--- Begin DOCUMENT SECTION ---

Save the code to bignumarray.c, and compile the code using the command below,

gcc -o bignumarray bignumarray.c

And here are some simple tests,

./bignumarray 34123432143214321 1342

m: 34123432143214321

n: 1342

m + n =  34123432143215663

m - n =  34123432143212979

m << 1 =  341234321432129790

m * n =  45793645936193618782

m / n =  25427296678997

 

./bignumarray 332 13424312432

m: 332

n: 13424312432

m + n =  13424312764

m - n = -13424312100

m << 1 = -134243121000

m * n =  4456871727424

m / n =  0

Digit Array Representation

The big integer is still defined as below,

typedef struct {

   int sign;

   int length;

   char dg[MAXDG];

} BN;

But now the dg holds the values for each digit. For example, given two inputs 12345 and 678, then the two big integers are a, b, with a.length = 5, a.sign = 1, and a.dg[0]=5, a.dg[1]=4, a.dg[2]=3, a.dg[3]=2, a.dg[4]=1; b.length=3, b.sign = 1, and b.dg[0]=8, b.dg[1]=7, b.dg[2]=6. Note that the digits are stored in a reverse manner because it is more convenient to manipulate the end of an array than the start of an array (e.g. truncate the array by 1).

The arithmetic operations are similar to the previous implementation. Below is the sample C code.

--- End DOCUMENT SECTION ---
--- Begin DATA SUPPLIED ---

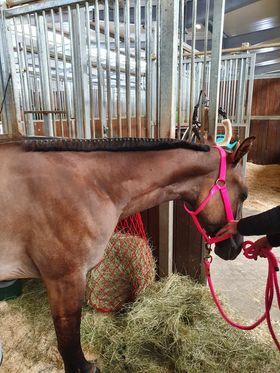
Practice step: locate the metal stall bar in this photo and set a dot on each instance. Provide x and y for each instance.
(44, 73)
(48, 63)
(217, 37)
(250, 93)
(58, 99)
(168, 72)
(80, 72)
(118, 73)
(192, 82)
(99, 71)
(137, 30)
(233, 112)
(239, 91)
(108, 68)
(181, 50)
(127, 65)
(148, 25)
(24, 94)
(26, 64)
(73, 127)
(157, 70)
(204, 88)
(66, 93)
(91, 97)
(8, 83)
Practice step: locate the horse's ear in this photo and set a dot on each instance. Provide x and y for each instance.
(242, 149)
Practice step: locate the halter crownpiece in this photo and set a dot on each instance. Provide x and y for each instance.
(219, 185)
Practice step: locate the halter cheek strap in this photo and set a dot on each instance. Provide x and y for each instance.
(220, 185)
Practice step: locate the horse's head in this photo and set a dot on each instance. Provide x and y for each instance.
(213, 216)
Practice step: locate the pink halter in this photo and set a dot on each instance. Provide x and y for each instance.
(220, 185)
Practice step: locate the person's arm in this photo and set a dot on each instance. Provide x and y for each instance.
(267, 222)
(274, 239)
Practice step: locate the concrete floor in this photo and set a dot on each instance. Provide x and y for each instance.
(242, 282)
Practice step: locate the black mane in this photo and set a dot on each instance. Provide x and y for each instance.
(126, 144)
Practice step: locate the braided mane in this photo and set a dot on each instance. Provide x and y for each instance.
(126, 144)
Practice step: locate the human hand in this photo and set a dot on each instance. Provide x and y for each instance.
(229, 228)
(261, 243)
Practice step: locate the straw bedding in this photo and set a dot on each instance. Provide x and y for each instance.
(172, 327)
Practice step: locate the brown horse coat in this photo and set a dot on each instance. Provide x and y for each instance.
(59, 209)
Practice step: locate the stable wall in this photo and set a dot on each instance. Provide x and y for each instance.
(265, 104)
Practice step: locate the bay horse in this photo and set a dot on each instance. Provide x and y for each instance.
(62, 198)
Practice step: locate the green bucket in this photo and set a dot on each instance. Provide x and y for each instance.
(10, 289)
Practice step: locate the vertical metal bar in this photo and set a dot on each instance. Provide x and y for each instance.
(157, 71)
(127, 65)
(192, 87)
(137, 23)
(250, 91)
(72, 108)
(233, 112)
(181, 41)
(244, 90)
(22, 84)
(168, 72)
(36, 97)
(108, 67)
(11, 108)
(229, 87)
(90, 71)
(148, 66)
(217, 37)
(118, 73)
(26, 69)
(48, 63)
(239, 92)
(99, 70)
(223, 95)
(58, 101)
(64, 69)
(204, 85)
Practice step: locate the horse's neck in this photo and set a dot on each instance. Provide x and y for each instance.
(144, 179)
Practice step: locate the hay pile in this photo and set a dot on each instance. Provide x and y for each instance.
(127, 268)
(174, 327)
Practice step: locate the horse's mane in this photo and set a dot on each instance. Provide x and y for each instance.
(108, 144)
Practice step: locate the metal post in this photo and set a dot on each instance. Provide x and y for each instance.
(81, 77)
(192, 87)
(181, 41)
(43, 58)
(118, 73)
(168, 74)
(11, 111)
(217, 37)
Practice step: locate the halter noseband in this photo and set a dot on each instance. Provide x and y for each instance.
(220, 185)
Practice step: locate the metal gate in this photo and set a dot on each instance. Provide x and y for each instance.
(84, 69)
(236, 88)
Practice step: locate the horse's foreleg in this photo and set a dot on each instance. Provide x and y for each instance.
(65, 297)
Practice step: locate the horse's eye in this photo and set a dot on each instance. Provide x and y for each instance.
(243, 196)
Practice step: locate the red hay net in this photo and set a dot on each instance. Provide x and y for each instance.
(126, 269)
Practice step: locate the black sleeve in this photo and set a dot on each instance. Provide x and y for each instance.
(267, 222)
(274, 240)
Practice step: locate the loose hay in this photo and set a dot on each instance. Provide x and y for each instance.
(174, 327)
(127, 268)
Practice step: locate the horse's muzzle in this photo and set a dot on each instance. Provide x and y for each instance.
(230, 248)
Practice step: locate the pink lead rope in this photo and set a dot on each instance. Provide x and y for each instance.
(248, 252)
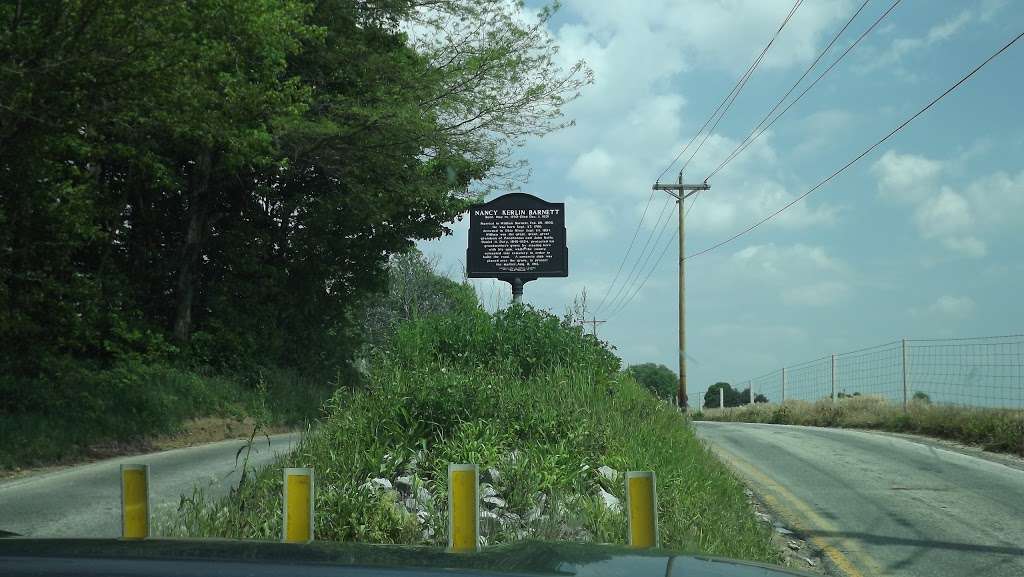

--- End DATA SUPPLIED ---

- PROBLEM SET:
(1) Repeat the passage of the big-number text starting with "int length;" and going on through "array by 1).".
(2) Answer these questions from the big-number text:
(a) What command does it give for compiling the code?
(b) In the test with inputs 34123432143214321 and 1342, what result is shown for m / n?
(c) According to the text, why are the digits stored in reverse order?
Answer from the big-number text only.

- THE ANSWERS:
(1)
int length;

   char dg[MAXDG];

} BN;

But now the dg holds the values for each digit. For example, given two inputs 12345 and 678, then the two big integers are a, b, with a.length = 5, a.sign = 1, and a.dg[0]=5, a.dg[1]=4, a.dg[2]=3, a.dg[3]=2, a.dg[4]=1; b.length=3, b.sign = 1, and b.dg[0]=8, b.dg[1]=7, b.dg[2]=6. Note that the digits are stored in a reverse manner because it is more convenient to manipulate the end of an array than the start of an array (e.g. truncate the array by 1).

(2)
(a) gcc -o bignumarray bignumarray.c
(b) 25427296678997
(c) It is more convenient to manipulate the end of an array than the start of an array.